─── Passage for review
Have you ever wondered what it would be like to try a completely different career? To be able to design a roadmap that led you down a path you’d always wanted to try? This October, I had a chance to sit down with Bill Burnett, co-author of the newly published book Designing Your Life: How to Build a Well-Lived, Joyful Life. With this book, Bill and his co-author Dave Evans hope to give people of all ages a toolkit for doing exactly that.
Bill teaches a class of the same name—often abbreviated DYL—at Stanford, along with his co-author Dave Evans (Bill and I also teach together at Stanford, the senior capstone product design class Implementation). The DYL class, which began as a way for students in the design program to explore life after graduation, evolved into a curriculum that teaches anyone to apply design methodologies to life and career goals, and became the most popular elective class at Stanford.
A big part of the reason students come to Bill and Dave’s class, and adults come to their workshops, is that they are feeling stuck: as students, they headed down the path that was expected of them and found they don’t like it, or as mid-career adults they are in a high-paying job that they hate.
Related: How to get over imposter syndrome
The techniques outlined in the DYL class, and in the book, are meant to get you unstuck. To do this, they borrow some techniques from design thinking, including ideating (coming up with a lot of ideas) and prototyping (testing those ideas in a way that uses a minimum of time and resources to answer critical questions).
In this excerpt from our interview with Bill, we focus on the technique of “prototyping your life.” I’ll jump in from time to time to clarify things. You can also listen to the full interview here.
──────
» Task instructions
1 > Render this sentence from the passage about the Designing Your Life class into Spanish: "The techniques outlined in the DYL class, and in the book, are meant to get you unstuck."
2 > Return the part of the passage about the Designing Your Life class starting with "Bill teaches a" and going on through "class at Stanford.".
─── Data extract
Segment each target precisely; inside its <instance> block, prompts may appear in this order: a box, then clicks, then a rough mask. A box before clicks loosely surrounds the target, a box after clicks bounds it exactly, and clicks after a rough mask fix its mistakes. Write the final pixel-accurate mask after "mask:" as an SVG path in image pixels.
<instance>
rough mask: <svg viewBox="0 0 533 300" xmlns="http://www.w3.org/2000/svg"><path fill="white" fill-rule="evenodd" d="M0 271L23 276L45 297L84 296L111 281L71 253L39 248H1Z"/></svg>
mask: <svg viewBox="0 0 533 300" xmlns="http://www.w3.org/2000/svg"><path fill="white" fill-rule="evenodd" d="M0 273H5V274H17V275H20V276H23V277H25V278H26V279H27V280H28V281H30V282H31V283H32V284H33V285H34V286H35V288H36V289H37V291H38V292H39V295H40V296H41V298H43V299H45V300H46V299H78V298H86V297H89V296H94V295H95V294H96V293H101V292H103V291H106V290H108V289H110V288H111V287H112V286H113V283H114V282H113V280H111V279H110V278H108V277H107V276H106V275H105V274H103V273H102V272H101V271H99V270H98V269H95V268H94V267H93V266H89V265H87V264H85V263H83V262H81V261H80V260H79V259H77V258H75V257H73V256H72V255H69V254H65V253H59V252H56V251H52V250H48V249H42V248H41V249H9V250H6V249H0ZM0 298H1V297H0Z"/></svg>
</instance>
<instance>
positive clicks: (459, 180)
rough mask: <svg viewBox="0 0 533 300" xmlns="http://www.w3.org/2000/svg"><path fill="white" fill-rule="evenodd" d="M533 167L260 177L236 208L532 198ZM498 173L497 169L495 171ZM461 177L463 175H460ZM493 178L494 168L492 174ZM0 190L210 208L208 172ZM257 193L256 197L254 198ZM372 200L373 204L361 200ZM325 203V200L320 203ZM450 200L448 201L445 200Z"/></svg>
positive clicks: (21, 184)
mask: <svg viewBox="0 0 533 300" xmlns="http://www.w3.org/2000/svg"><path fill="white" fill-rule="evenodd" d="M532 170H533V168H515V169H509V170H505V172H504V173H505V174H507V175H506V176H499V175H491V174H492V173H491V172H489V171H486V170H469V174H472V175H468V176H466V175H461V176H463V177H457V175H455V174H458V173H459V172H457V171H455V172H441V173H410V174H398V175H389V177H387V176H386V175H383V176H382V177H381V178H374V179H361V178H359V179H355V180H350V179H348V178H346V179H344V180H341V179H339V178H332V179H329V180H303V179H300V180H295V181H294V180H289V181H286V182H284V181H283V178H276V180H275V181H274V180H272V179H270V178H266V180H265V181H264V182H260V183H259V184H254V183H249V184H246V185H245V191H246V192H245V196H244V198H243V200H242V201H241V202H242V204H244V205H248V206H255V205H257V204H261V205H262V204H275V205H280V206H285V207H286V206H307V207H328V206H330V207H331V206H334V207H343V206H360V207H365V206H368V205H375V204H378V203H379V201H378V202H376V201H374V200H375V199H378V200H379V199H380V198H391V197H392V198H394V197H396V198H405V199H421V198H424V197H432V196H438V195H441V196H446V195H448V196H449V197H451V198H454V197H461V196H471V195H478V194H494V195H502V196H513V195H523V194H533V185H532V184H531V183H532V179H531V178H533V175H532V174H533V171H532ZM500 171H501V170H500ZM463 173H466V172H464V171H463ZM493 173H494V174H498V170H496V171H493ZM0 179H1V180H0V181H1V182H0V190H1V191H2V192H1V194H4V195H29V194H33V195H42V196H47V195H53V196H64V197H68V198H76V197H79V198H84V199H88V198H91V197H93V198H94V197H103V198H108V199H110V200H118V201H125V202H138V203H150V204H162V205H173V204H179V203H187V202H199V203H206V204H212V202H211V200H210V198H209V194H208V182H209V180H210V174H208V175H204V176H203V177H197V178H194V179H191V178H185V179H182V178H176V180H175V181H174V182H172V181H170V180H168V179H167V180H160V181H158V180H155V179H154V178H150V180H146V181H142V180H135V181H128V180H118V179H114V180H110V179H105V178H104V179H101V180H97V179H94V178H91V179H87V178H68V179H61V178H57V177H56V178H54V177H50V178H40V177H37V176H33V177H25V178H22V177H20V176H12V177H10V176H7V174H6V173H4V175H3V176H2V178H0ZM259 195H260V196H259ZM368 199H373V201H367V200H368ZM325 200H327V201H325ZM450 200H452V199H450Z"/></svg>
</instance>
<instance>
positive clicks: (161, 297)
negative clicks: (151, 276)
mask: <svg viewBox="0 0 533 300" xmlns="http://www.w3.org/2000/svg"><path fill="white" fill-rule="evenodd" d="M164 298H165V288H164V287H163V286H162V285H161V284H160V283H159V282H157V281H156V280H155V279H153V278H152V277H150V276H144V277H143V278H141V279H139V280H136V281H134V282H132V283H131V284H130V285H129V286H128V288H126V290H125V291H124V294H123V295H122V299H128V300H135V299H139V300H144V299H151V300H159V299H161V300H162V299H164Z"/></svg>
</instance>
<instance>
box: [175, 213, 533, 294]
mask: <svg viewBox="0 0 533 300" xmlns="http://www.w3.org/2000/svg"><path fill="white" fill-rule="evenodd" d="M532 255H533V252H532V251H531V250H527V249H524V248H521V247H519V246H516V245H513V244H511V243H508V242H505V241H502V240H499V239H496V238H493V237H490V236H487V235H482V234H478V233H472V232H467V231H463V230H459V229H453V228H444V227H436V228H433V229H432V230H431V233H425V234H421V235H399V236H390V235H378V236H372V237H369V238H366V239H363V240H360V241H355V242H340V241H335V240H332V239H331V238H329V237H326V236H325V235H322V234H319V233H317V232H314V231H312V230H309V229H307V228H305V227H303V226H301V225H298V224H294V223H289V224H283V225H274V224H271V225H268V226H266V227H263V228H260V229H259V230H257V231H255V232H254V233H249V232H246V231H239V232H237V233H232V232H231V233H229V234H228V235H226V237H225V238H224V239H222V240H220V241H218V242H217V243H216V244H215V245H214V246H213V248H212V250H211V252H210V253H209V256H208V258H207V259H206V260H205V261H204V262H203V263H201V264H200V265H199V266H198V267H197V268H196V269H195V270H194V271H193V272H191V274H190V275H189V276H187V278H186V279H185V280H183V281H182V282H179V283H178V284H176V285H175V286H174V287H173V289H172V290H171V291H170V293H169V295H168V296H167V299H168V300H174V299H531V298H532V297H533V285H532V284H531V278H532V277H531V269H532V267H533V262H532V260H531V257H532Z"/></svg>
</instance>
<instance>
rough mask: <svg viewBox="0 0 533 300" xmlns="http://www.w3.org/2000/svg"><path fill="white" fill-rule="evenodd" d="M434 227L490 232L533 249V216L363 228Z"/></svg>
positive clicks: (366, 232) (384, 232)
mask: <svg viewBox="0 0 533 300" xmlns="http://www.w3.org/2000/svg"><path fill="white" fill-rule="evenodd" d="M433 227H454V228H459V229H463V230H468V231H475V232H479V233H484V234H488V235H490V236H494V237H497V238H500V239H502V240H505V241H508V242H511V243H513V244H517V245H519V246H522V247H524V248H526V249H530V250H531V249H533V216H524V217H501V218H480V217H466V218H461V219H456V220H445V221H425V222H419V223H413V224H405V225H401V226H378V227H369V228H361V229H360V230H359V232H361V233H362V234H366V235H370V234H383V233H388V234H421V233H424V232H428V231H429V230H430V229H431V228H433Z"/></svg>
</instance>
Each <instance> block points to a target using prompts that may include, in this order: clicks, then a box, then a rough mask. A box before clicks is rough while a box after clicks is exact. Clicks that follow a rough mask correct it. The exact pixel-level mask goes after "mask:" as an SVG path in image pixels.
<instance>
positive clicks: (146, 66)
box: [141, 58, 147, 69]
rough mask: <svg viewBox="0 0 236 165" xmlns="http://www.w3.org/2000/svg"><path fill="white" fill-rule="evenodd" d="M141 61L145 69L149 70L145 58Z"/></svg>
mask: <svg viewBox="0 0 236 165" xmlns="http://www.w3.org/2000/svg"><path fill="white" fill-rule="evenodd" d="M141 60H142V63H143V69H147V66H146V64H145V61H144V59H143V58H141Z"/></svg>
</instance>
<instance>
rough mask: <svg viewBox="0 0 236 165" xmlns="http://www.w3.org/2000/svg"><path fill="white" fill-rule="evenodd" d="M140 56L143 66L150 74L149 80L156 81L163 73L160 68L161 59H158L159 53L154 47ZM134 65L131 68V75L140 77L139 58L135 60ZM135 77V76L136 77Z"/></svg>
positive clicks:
──────
» Numbered answers
1 > Las técnicas descritas en la clase DYL, y en el libro, están pensadas para sacarte del estancamiento.

2 >
Bill teaches a class of the same name—often abbreviated DYL—at Stanford, along with his co-author Dave Evans (Bill and I also teach together at Stanford, the senior capstone product design class Implementation). The DYL class, which began as a way for students in the design program to explore life after graduation, evolved into a curriculum that teaches anyone to apply design methodologies to life and career goals, and became the most popular elective class at Stanford.